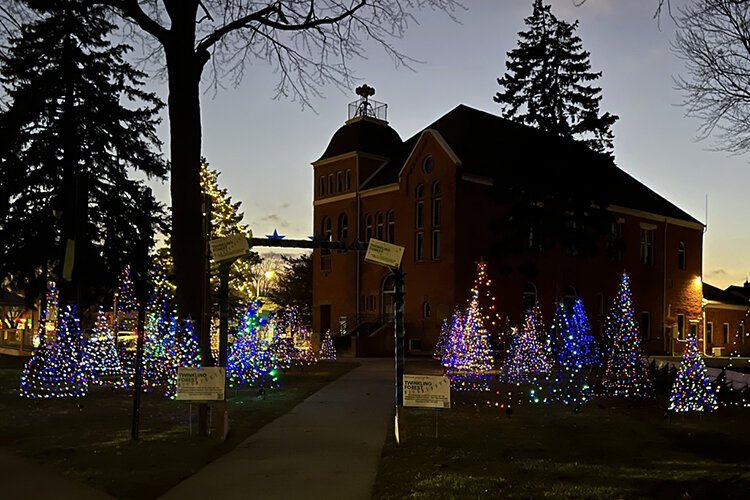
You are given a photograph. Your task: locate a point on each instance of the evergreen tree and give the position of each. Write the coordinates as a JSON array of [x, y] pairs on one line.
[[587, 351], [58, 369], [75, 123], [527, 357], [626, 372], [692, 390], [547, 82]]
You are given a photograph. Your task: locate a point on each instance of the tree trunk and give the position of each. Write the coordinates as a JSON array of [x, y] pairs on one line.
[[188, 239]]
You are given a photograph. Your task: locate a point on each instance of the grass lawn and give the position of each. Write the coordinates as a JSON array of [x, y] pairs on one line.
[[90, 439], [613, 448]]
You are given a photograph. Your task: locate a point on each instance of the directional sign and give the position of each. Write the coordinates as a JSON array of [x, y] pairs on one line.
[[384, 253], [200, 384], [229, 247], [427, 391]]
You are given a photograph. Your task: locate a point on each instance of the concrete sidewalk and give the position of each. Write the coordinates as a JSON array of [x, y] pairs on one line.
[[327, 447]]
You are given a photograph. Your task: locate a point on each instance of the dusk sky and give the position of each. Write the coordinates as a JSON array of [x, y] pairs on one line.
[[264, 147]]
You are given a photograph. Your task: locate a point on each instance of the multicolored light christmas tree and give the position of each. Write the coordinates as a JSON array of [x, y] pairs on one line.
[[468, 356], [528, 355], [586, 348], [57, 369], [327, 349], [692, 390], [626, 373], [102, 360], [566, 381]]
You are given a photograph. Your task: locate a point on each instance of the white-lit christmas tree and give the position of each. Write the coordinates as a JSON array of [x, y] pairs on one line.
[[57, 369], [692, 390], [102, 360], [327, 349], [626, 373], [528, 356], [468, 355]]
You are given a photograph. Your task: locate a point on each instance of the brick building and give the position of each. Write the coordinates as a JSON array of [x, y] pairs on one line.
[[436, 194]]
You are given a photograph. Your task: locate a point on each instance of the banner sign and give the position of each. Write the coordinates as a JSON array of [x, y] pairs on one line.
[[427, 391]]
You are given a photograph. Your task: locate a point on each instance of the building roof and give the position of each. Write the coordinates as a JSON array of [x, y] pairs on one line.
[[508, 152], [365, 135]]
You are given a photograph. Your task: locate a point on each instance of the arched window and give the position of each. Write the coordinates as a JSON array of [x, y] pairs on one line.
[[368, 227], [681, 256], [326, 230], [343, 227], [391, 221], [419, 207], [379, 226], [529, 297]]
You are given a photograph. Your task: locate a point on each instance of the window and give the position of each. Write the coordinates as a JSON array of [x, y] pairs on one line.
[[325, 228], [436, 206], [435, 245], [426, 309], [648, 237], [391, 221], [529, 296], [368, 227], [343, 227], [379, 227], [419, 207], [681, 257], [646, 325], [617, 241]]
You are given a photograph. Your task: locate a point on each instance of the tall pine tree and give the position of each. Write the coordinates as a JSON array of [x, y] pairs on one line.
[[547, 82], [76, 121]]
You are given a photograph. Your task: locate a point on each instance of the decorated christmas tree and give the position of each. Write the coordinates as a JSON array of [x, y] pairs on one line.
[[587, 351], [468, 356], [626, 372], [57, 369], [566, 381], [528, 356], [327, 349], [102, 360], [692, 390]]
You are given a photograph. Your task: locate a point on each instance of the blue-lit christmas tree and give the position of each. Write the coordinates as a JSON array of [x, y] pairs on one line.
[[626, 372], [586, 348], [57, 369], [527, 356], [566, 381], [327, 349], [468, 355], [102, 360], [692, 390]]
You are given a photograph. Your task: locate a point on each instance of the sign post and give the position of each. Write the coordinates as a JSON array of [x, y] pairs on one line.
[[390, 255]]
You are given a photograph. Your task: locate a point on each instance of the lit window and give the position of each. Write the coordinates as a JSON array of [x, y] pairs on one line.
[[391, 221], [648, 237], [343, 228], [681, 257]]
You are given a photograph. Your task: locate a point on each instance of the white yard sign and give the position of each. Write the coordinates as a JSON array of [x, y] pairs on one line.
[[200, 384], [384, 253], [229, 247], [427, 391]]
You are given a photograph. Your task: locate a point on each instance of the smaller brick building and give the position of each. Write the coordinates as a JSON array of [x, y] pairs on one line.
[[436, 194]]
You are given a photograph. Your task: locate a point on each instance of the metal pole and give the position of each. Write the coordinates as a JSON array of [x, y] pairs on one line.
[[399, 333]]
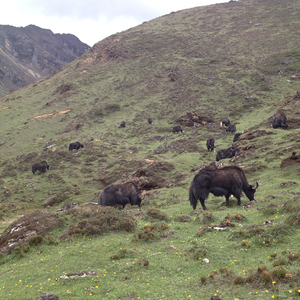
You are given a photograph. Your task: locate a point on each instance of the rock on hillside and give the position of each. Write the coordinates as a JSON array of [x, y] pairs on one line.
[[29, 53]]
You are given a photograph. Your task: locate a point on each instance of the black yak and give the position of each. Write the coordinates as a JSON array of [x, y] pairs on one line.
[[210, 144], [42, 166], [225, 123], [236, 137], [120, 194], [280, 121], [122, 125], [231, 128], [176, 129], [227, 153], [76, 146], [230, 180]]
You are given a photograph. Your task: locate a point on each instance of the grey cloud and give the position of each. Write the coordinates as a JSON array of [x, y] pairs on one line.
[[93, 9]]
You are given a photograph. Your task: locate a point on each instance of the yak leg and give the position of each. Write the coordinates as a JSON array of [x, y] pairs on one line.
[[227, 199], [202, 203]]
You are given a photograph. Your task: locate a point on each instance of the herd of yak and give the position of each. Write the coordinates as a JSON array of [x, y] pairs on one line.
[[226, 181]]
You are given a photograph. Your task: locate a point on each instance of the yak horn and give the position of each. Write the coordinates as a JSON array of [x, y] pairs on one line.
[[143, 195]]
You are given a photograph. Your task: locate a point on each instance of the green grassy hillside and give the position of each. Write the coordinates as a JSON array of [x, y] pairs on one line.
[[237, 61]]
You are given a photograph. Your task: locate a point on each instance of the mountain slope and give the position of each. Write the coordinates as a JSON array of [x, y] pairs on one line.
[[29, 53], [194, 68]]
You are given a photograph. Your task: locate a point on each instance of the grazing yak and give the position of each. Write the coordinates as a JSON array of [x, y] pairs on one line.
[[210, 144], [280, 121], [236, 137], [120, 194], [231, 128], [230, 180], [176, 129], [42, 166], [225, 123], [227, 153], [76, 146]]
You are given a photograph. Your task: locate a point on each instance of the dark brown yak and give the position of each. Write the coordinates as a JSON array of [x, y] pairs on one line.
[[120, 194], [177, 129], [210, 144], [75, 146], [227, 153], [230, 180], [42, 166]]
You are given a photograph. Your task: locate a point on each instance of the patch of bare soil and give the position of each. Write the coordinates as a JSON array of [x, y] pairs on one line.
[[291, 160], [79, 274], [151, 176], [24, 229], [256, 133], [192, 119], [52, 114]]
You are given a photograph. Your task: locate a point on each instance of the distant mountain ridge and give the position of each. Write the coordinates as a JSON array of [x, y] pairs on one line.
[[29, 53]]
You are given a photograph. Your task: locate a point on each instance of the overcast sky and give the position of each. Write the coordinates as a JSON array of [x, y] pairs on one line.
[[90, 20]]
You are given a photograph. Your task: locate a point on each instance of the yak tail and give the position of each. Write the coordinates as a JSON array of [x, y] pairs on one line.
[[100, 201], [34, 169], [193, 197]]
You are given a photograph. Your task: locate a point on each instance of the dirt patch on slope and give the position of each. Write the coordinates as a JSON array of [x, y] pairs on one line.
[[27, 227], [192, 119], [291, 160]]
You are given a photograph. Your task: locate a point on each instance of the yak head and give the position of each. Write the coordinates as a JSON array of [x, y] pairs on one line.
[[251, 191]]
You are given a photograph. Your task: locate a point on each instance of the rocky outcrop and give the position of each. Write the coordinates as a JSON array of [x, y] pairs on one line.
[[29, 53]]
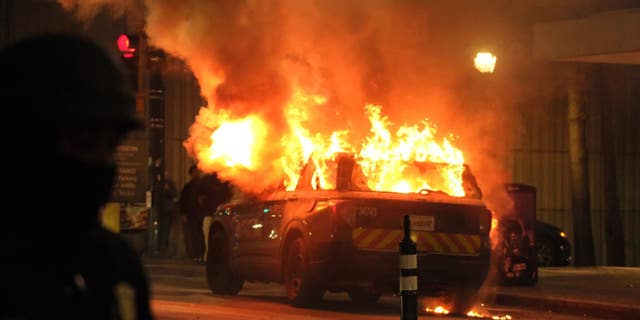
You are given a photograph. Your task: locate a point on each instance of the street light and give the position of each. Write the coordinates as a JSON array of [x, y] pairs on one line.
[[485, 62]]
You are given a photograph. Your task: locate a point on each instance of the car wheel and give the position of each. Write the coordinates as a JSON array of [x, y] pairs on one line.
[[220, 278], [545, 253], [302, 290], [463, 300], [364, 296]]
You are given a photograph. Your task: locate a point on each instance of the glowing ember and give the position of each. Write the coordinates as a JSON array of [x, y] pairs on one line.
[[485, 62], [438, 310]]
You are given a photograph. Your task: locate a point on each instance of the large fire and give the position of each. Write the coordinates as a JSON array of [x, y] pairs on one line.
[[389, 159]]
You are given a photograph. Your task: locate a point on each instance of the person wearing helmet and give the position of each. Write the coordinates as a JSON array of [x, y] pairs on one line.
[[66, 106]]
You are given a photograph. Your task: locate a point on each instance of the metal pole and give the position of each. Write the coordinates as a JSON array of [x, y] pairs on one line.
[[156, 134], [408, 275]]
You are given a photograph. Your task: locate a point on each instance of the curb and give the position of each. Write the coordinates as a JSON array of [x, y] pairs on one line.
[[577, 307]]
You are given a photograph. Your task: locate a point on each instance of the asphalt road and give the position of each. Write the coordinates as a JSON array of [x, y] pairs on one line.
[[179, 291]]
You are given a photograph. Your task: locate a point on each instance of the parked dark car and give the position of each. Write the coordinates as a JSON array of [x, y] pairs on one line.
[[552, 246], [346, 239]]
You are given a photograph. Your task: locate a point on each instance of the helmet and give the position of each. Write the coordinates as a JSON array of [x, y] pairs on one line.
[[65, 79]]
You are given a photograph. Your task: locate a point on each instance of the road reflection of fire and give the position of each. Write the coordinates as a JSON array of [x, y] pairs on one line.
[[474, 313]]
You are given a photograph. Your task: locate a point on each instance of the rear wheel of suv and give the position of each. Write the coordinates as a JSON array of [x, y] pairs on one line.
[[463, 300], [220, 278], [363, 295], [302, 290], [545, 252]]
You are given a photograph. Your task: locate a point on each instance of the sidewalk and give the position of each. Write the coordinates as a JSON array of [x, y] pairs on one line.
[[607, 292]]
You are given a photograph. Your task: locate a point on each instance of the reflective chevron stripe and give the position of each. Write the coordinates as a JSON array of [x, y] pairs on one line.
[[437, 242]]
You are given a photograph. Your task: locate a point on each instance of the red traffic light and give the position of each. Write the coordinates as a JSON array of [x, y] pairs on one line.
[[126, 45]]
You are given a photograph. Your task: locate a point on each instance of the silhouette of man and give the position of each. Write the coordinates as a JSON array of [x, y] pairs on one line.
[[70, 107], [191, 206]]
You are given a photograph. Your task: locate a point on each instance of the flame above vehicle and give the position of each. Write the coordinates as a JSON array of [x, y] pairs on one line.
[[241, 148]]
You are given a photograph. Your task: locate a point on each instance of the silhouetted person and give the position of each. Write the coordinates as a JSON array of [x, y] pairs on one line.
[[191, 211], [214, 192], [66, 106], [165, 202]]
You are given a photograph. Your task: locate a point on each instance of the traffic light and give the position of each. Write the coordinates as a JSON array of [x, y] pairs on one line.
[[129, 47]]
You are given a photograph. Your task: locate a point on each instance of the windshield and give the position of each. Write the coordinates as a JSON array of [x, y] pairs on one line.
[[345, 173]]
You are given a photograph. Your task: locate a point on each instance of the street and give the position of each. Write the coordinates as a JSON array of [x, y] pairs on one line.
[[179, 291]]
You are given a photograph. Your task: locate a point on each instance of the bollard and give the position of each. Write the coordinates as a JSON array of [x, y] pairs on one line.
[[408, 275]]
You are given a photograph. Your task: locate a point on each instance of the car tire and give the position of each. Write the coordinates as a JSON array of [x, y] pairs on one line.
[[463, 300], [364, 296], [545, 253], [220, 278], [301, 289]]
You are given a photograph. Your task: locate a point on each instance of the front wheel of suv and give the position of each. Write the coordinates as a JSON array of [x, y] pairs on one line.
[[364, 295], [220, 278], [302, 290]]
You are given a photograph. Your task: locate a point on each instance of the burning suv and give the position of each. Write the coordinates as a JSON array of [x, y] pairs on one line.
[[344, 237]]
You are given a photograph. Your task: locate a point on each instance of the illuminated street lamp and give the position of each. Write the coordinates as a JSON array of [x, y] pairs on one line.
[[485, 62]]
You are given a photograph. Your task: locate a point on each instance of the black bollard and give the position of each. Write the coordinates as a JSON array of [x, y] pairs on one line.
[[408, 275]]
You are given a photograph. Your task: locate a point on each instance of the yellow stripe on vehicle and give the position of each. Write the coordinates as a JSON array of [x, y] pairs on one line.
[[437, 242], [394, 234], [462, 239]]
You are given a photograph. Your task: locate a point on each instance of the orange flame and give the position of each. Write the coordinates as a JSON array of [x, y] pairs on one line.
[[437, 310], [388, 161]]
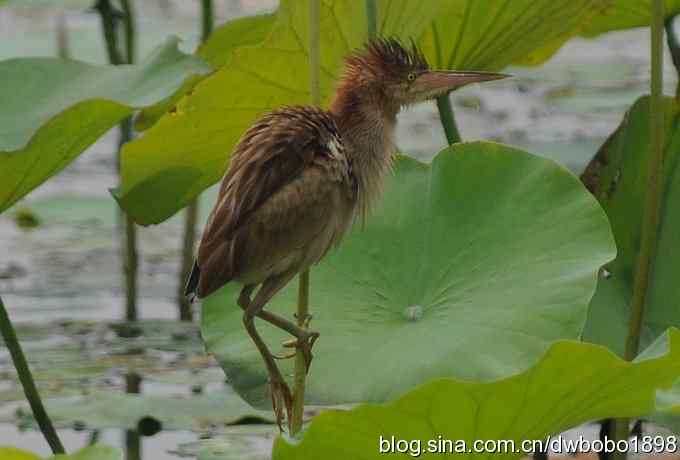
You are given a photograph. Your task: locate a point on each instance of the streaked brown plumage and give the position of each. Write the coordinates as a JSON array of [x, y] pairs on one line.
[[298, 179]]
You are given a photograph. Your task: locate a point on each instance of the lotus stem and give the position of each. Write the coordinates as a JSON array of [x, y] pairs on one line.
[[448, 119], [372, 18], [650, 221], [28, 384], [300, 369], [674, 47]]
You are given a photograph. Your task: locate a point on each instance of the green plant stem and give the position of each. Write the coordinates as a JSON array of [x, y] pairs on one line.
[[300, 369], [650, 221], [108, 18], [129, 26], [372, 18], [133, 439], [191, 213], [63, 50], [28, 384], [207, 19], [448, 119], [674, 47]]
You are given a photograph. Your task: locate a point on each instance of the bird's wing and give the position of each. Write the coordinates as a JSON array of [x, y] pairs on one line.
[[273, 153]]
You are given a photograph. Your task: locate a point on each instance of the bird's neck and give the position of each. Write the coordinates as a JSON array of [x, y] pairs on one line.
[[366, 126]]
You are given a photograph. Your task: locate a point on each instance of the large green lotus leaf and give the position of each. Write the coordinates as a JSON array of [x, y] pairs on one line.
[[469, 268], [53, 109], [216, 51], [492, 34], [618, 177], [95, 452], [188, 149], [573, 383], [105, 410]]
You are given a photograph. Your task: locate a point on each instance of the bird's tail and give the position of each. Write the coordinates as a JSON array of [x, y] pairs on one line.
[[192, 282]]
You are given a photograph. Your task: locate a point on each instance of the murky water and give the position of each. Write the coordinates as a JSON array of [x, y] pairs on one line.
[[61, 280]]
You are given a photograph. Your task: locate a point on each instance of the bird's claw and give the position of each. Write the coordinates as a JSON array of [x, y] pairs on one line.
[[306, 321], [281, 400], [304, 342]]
──────────
EXERCISE GOAL: Swap "murky water" for "still water" in the stretch from the line containing "the bird's tail" through the end of the records, and give back only that stretch with nothing else changed.

COMPLETED TASK:
You are given a photograph. Your task: locate a point on each instance of the bird's tail and give the position of each. Write the coordinates as a JSON array of [x, y] pairs on one line.
[[192, 282]]
You are given a photograph. Your task: locate a point on each instance of the still water and give the position of each. Write the coordinates as a JSON array of [x, y] pairs on one line.
[[61, 280]]
You are given a photograph. Your task: locate a point on each instance of the bird's claw and give the position of each. Write the coordinates as a JSON array of [x, y] pairs on one line.
[[306, 321], [281, 400], [304, 342]]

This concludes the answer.